**WHAT IS BEING ASKED:** Rewrite the lines below as a numbered list, skipping any blank lines.

**MATERIAL PROVIDED:**
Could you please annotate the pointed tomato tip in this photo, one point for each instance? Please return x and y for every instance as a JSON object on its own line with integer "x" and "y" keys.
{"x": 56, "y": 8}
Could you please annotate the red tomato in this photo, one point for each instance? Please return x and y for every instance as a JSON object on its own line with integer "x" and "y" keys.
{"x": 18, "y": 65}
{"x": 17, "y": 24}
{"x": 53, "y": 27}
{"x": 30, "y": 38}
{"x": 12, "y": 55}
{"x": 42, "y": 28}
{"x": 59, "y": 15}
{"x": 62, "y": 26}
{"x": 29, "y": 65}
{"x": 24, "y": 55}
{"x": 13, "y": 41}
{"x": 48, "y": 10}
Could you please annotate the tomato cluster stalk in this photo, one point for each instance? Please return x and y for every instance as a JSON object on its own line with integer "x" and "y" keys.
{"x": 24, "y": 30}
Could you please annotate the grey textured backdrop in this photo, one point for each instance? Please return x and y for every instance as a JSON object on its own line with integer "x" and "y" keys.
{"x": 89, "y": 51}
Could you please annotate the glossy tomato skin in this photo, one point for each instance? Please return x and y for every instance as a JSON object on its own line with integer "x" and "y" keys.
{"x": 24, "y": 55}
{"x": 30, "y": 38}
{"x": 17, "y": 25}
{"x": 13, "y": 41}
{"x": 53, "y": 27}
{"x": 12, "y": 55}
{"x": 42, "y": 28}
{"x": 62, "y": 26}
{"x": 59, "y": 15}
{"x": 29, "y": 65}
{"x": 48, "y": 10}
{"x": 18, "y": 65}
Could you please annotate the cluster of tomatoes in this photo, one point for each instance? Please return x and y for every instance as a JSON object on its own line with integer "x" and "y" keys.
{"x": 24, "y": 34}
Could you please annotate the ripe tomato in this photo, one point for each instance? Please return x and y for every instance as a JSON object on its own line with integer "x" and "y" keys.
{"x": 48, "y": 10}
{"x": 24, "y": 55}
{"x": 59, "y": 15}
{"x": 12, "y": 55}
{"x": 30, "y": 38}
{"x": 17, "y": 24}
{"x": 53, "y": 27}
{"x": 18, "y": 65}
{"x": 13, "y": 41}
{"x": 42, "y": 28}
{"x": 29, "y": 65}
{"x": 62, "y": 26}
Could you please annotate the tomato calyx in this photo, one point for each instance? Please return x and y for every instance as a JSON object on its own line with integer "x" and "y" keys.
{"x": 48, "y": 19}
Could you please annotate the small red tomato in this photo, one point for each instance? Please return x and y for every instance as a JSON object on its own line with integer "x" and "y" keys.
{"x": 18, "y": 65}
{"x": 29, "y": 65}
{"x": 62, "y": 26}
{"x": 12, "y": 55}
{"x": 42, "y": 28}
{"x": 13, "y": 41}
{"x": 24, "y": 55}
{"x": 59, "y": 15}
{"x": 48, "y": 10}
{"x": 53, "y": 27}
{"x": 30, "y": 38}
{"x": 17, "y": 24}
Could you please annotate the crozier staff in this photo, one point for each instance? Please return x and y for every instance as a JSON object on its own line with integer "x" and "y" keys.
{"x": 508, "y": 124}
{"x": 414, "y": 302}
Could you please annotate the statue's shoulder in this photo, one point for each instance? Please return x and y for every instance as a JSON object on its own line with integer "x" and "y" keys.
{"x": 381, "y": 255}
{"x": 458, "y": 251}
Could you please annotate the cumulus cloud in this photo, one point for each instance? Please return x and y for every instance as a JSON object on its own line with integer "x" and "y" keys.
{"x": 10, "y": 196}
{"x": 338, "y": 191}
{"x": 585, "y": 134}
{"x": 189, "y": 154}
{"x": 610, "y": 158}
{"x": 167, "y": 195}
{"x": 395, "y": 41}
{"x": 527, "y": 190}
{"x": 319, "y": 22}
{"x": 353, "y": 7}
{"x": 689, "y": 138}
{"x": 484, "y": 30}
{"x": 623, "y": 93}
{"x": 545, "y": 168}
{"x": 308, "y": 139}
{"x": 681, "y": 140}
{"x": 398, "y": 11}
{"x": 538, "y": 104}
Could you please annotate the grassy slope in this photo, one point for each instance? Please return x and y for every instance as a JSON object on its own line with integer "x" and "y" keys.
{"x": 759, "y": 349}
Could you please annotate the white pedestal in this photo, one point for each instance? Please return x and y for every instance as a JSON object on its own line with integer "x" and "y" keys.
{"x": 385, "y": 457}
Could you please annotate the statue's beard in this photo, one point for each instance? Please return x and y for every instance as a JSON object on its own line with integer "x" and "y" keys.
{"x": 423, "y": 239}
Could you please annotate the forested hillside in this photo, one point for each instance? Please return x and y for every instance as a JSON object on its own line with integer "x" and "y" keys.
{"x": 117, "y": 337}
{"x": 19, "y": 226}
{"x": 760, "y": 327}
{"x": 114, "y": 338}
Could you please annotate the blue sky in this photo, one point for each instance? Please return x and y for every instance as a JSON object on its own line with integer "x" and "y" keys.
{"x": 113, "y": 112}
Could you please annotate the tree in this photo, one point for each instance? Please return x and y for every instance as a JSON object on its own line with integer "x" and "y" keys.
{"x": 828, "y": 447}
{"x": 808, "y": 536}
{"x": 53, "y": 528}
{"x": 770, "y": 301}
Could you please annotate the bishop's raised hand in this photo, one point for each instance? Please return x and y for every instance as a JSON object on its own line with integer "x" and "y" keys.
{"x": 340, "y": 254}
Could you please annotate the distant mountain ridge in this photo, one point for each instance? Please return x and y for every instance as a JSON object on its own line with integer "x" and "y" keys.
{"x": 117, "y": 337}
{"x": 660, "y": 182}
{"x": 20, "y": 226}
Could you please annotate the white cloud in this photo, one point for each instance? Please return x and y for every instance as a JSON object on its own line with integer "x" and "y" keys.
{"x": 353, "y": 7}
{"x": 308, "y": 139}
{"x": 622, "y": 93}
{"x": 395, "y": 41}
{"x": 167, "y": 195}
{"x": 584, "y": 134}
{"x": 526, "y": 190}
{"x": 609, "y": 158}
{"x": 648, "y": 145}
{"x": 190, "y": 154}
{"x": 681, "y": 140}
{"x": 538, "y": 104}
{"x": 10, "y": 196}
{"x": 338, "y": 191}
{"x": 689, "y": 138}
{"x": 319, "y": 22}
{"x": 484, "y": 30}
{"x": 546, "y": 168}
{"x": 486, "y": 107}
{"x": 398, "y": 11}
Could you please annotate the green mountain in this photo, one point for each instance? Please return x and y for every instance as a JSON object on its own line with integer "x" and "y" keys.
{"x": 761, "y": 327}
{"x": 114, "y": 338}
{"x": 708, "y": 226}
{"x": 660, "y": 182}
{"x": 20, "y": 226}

**SOLVED EXERCISE:**
1. Could you please annotate the pointed tomato tip in this photo, one point for each instance? Please return x and y for every instance as a JSON object on its own line with integer "x" and "y" keys.
2. {"x": 56, "y": 8}
3. Could you please annotate the red tomato in this photo, one point for each instance? Please return x and y for every instance as a JSON object on its own line with integer "x" and "y" keys.
4. {"x": 18, "y": 65}
5. {"x": 17, "y": 24}
6. {"x": 53, "y": 27}
7. {"x": 30, "y": 38}
8. {"x": 12, "y": 55}
9. {"x": 42, "y": 28}
10. {"x": 59, "y": 15}
11. {"x": 62, "y": 26}
12. {"x": 29, "y": 65}
13. {"x": 24, "y": 55}
14. {"x": 13, "y": 41}
15. {"x": 48, "y": 10}
16. Could you please annotate the tomato cluster stalk in this photo, one point for each instance? Please return x and y for every instance as a JSON object on its own line with integer "x" and "y" keys.
17. {"x": 24, "y": 30}
18. Could you please annotate the grey textured backdrop in this photo, one point for each instance? Please return x and y for every instance as a JSON object on its own line with integer "x" and "y" keys.
19. {"x": 89, "y": 51}
20. Could you please annotate the glossy tomato skin in this photo, one point for each instance? Please return x and y for every instance as a JSON object on its own line with integer "x" and "y" keys.
21. {"x": 24, "y": 55}
22. {"x": 30, "y": 38}
23. {"x": 17, "y": 25}
24. {"x": 13, "y": 41}
25. {"x": 53, "y": 27}
26. {"x": 12, "y": 55}
27. {"x": 42, "y": 28}
28. {"x": 62, "y": 26}
29. {"x": 59, "y": 15}
30. {"x": 29, "y": 65}
31. {"x": 48, "y": 10}
32. {"x": 18, "y": 65}
33. Could you please annotate the cluster of tomatoes in this photo, one point for each instance? Please return x and y for every instance as a JSON object on its own line with integer "x" and "y" keys.
34. {"x": 24, "y": 34}
35. Could you please annotate the ripe tomato in this photo, one point for each instance? Please return x and y for every instance as a JSON object on its own line with integer "x" and "y" keys.
36. {"x": 48, "y": 10}
37. {"x": 24, "y": 55}
38. {"x": 59, "y": 15}
39. {"x": 12, "y": 55}
40. {"x": 30, "y": 38}
41. {"x": 17, "y": 24}
42. {"x": 53, "y": 27}
43. {"x": 18, "y": 65}
44. {"x": 13, "y": 41}
45. {"x": 42, "y": 28}
46. {"x": 29, "y": 65}
47. {"x": 62, "y": 26}
48. Could you please annotate the tomato calyx in this photo, one point for each instance? Please return x and y for every instance as a JSON object on its own line with integer "x" and "y" keys.
49. {"x": 48, "y": 19}
50. Could you please annotate the small red tomato in this photo, one point for each instance? Please return x and y for every instance as a JSON object on its own line with integer "x" and "y" keys.
51. {"x": 18, "y": 65}
52. {"x": 29, "y": 65}
53. {"x": 62, "y": 26}
54. {"x": 12, "y": 55}
55. {"x": 42, "y": 28}
56. {"x": 13, "y": 41}
57. {"x": 24, "y": 55}
58. {"x": 59, "y": 15}
59. {"x": 48, "y": 10}
60. {"x": 53, "y": 27}
61. {"x": 30, "y": 38}
62. {"x": 17, "y": 24}
63. Could you please annotate the crozier staff in this photo, one point for each instance? Please return x and y for every instance as a JSON object on its own line with integer "x" and "y" keys.
64. {"x": 508, "y": 124}
65. {"x": 414, "y": 302}
66. Could you please annotate the statue's shoulder in this photo, one point for each instance? Please return x and y for every instance as a JSON object on its own line with integer "x" and "y" keys.
67. {"x": 381, "y": 255}
68. {"x": 458, "y": 251}
69. Could you please annotate the cumulus cloud in this photo, one point for each instance? Please return x and y for every instance as a JSON object on its own line with integer "x" and "y" keys.
70. {"x": 10, "y": 196}
71. {"x": 338, "y": 191}
72. {"x": 585, "y": 134}
73. {"x": 189, "y": 154}
74. {"x": 610, "y": 158}
75. {"x": 167, "y": 195}
76. {"x": 395, "y": 41}
77. {"x": 527, "y": 190}
78. {"x": 319, "y": 22}
79. {"x": 353, "y": 7}
80. {"x": 689, "y": 138}
81. {"x": 484, "y": 30}
82. {"x": 623, "y": 93}
83. {"x": 545, "y": 168}
84. {"x": 308, "y": 139}
85. {"x": 681, "y": 140}
86. {"x": 398, "y": 11}
87. {"x": 538, "y": 104}
88. Could you please annotate the grassy slope in this photo, one point for each instance? Please return x and y for every instance as a JSON object on its own line with integer "x" and "y" keys.
89. {"x": 759, "y": 349}
90. Could you please annotate the white pedestal in this photo, one point for each instance? Please return x and y for every instance as a JSON object on its own line with integer "x" and "y" keys.
91. {"x": 385, "y": 457}
92. Could you please annotate the statue's beard in this photo, one point for each instance? Please return x and y for every instance as a JSON object on its own line with integer "x" and "y" keys.
93. {"x": 423, "y": 239}
94. Could you please annotate the forested hillside in this photo, one point for each instance? Please return x and y for every instance as a JSON object on its own line with integer "x" and "y" keys.
95. {"x": 117, "y": 337}
96. {"x": 19, "y": 226}
97. {"x": 760, "y": 327}
98. {"x": 114, "y": 338}
99. Could you please annotate the blue sky in this photo, one point for each instance? Please return x and y for every instance as a JSON object on its own line with integer "x" and "y" keys.
100. {"x": 113, "y": 112}
101. Could you please annotate the tree in this photo, one point for each instance? Please return x and y for every instance as a JSON object on its own line with integer "x" and "y" keys.
102. {"x": 828, "y": 447}
103. {"x": 808, "y": 536}
104. {"x": 53, "y": 528}
105. {"x": 770, "y": 301}
106. Could you please annotate the bishop's raised hand in this photo, one point for each instance? Please return x and y for every instance as a JSON object on its own line with integer "x" and "y" keys.
107. {"x": 340, "y": 254}
108. Could you please annotate the distant mountain ridge in this photo, one point for each instance? Please return x and y for every instance as a JSON object on its own line with integer "x" and "y" keys.
109. {"x": 117, "y": 337}
110. {"x": 660, "y": 182}
111. {"x": 20, "y": 226}
112. Could you please annotate the white cloud in this photo, one point for each instance? Please return x and y for every instance as a JSON object on its own line with integer "x" and "y" keys.
113. {"x": 353, "y": 7}
114. {"x": 308, "y": 139}
115. {"x": 622, "y": 93}
116. {"x": 395, "y": 41}
117. {"x": 167, "y": 195}
118. {"x": 584, "y": 134}
119. {"x": 526, "y": 190}
120. {"x": 609, "y": 158}
121. {"x": 648, "y": 145}
122. {"x": 190, "y": 154}
123. {"x": 681, "y": 140}
124. {"x": 538, "y": 104}
125. {"x": 10, "y": 196}
126. {"x": 338, "y": 191}
127. {"x": 689, "y": 138}
128. {"x": 319, "y": 22}
129. {"x": 484, "y": 30}
130. {"x": 546, "y": 168}
131. {"x": 486, "y": 107}
132. {"x": 398, "y": 11}
133. Could you please annotate the green mountain in this photo, one point for each instance? Please return x and y for every instance as a JSON object on its own line with integer "x" and "y" keys.
134. {"x": 761, "y": 327}
135. {"x": 114, "y": 338}
136. {"x": 708, "y": 226}
137. {"x": 660, "y": 182}
138. {"x": 20, "y": 226}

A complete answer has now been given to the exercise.